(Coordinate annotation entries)

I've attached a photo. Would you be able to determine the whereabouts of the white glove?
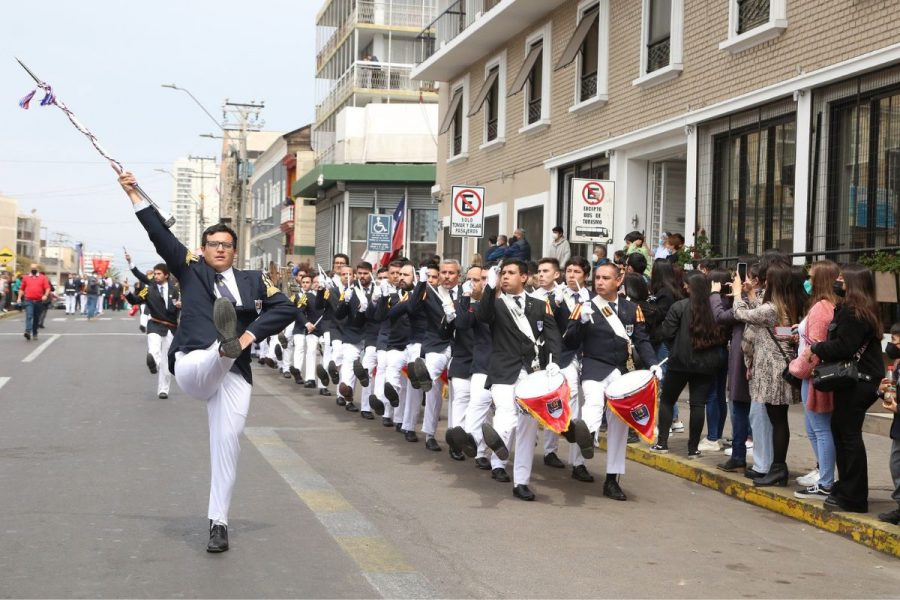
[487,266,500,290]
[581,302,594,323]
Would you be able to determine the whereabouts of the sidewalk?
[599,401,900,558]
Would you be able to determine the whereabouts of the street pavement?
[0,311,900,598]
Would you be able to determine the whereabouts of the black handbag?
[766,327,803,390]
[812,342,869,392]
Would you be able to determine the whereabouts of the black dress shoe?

[Stated problem] Revise the material so that every "whereabouts" becomes "location", keeping everything else unchanged and leaving out the pictures.

[Result of this exercise]
I've attached a photo. Would you be able to determine the location of the white glove?
[487,266,500,290]
[581,302,594,323]
Would you be able to determine the location of the sidewalk?
[599,401,900,558]
Would you be able to determine the location of the street pavement?
[0,311,900,598]
Would you be able to determine the location of the black handbag?
[766,327,803,390]
[812,342,869,392]
Would you be able to determine the location of the black dress shoe?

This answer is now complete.